— START Data to process —
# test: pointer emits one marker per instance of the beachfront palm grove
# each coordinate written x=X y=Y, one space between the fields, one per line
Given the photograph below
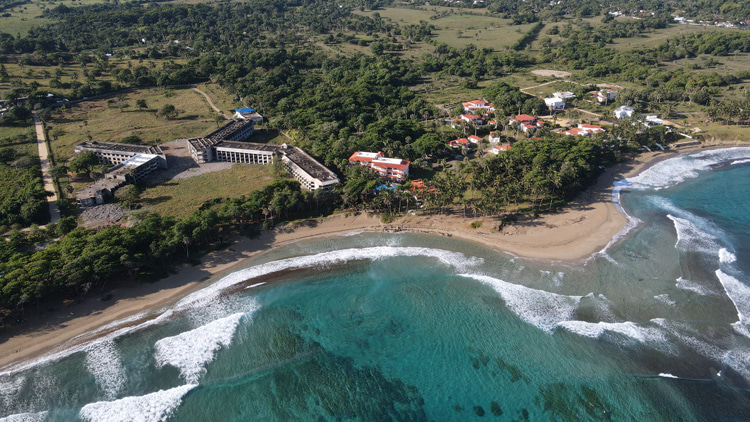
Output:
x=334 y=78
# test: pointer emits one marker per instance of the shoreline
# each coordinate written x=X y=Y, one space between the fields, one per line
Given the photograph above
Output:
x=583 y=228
— END Data to process —
— START Data to process —
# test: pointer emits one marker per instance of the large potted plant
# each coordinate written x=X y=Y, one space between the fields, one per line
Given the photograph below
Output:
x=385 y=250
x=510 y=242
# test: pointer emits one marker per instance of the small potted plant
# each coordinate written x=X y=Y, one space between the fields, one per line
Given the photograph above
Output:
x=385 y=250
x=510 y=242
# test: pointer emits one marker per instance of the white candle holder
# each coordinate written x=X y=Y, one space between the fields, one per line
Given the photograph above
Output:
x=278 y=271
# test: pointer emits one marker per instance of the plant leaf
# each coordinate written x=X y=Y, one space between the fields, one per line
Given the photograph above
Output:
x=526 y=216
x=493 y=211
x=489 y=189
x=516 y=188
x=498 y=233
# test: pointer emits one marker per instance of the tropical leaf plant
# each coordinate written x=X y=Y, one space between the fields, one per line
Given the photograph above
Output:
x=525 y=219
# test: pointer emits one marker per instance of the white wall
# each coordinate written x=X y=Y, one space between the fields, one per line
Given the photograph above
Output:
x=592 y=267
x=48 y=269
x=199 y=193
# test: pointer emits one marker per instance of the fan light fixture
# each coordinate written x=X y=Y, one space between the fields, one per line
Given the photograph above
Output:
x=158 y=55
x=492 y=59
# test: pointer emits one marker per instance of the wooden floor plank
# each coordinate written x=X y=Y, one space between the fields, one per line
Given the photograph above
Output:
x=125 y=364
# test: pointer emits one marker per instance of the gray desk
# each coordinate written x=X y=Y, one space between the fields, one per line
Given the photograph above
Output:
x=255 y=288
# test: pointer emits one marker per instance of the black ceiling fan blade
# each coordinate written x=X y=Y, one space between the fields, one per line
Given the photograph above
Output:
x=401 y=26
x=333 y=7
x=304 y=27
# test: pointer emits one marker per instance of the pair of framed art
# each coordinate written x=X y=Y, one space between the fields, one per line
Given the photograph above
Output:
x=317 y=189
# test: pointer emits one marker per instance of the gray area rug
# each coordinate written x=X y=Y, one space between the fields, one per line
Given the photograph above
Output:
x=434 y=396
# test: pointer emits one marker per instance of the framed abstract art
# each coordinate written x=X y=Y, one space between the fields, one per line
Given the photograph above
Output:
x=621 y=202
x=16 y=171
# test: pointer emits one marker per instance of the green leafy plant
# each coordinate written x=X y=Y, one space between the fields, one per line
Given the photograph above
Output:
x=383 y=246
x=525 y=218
— END Data to process —
— START Data to process —
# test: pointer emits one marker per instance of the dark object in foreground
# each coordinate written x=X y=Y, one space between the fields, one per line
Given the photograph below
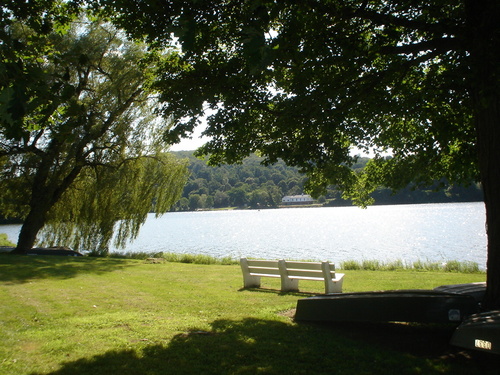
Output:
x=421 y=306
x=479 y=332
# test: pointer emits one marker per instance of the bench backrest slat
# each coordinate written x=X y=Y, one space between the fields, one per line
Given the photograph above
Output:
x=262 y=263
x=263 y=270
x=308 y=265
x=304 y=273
— END Data to process —
● What to produce:
Copy out the stretch from the line containing "# test: pointer emits one marker per instance of the beachfront" through the line containing "x=583 y=228", both ends included, with the wording of the entries unchanged. Multiply every x and y coordinate in the answers by 0.55, round each result to a whole number with halves rounded up, and leave the pictures out of your answer.

● Response to the exercise:
# test: pointer emits one marker per instance of the beachfront palm grove
# each coordinate written x=X y=Y, one space between the fields, one per line
Given the photograph below
Output:
x=184 y=43
# test: pointer emits one marker per instance of the shoreline
# each coordinate written x=X y=Y, one space between the fields, one per line
Given the photograph above
Output:
x=321 y=125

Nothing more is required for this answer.